──────── Dataset records

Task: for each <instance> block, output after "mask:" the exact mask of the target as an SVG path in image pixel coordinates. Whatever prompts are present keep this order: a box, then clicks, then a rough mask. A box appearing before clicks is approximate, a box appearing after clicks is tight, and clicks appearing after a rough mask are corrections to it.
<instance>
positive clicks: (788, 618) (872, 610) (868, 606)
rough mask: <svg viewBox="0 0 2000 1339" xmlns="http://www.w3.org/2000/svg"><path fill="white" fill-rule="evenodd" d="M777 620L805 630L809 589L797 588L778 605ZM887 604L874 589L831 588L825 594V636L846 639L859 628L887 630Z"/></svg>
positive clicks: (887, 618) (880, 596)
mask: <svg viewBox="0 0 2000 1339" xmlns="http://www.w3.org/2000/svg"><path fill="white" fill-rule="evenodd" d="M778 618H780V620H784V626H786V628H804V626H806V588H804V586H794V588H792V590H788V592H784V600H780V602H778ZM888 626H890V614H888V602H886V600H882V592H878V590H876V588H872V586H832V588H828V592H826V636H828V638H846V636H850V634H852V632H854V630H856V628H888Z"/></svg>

────────────────

Output the lines from the one with "positive clicks: (788, 618)" to the final line of the entries above, exactly as they stand, please, and nothing else.

Answer to this exercise:
positive clicks: (788, 618) (872, 610) (868, 606)
rough mask: <svg viewBox="0 0 2000 1339" xmlns="http://www.w3.org/2000/svg"><path fill="white" fill-rule="evenodd" d="M777 620L805 630L809 589L797 588L778 605ZM887 604L874 589L831 588L825 594V636L846 639L859 628L887 630Z"/></svg>
positive clicks: (887, 618) (880, 596)
mask: <svg viewBox="0 0 2000 1339" xmlns="http://www.w3.org/2000/svg"><path fill="white" fill-rule="evenodd" d="M778 618H780V620H784V626H786V628H804V626H806V588H804V586H794V588H792V590H788V592H784V600H780V602H778ZM888 626H890V614H888V602H886V600H882V592H878V590H876V588H872V586H832V588H828V592H826V636H828V638H846V636H850V634H852V632H854V630H856V628H888Z"/></svg>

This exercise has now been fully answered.